| PROBLEM |
Only lines holding "single" are needed; copy each of them from the data below.

Records from a data source
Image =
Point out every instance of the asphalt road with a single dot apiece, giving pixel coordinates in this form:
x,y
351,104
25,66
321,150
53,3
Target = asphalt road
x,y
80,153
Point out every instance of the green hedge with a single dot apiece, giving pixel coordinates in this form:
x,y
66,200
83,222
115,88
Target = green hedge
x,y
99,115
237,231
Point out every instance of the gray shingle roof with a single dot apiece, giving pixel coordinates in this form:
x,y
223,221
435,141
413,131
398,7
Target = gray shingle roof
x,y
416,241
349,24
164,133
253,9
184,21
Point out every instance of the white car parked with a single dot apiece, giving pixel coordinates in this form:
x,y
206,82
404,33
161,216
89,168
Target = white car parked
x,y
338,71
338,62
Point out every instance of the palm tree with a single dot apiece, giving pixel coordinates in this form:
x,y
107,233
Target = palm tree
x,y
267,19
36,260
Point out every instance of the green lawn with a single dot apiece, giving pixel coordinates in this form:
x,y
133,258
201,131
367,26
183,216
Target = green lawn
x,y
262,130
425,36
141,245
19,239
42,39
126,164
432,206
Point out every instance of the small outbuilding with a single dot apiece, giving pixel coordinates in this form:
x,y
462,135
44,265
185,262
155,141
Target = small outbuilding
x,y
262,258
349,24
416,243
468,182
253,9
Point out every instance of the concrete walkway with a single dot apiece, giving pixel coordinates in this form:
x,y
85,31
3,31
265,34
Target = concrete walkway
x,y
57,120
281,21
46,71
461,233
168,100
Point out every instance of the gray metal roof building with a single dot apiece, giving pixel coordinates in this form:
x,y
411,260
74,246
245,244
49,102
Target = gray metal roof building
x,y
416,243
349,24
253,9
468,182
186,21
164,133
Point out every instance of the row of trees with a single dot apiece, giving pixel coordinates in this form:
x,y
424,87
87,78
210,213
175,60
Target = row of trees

| REPLY |
Point out every instance of the asphalt road with a single dot apiece, giving pixel coordinates in this form:
Point out every instance of the green hedge with a single dot apiece, giving pixel coordinates in this form:
Point out every instance of the gray shingle roof with a single dot apiece, giving pixel coordinates in this form:
Point out every instance of the white car parked with a single dot apiece, giving pixel coordinates in this form:
Point out every instance of the palm tree with a single dot apiece, giving pixel coordinates in this form:
Point out every instance of the green lawn with a single dot apiece, giving pixel coordinates in this form:
Point out every instance of the small outbuilding with a single dot apiece, giving pixel coordinates in this form:
Point out every instance of the concrete walkway with a single dot apiece, giving pixel coordinates in this form:
Point out every instance of the gray metal roof building with a single dot apiece, giving pixel coordinates in this form:
Point out every instance of the row of trees with a single dot apiece, giving pixel coordinates in this form:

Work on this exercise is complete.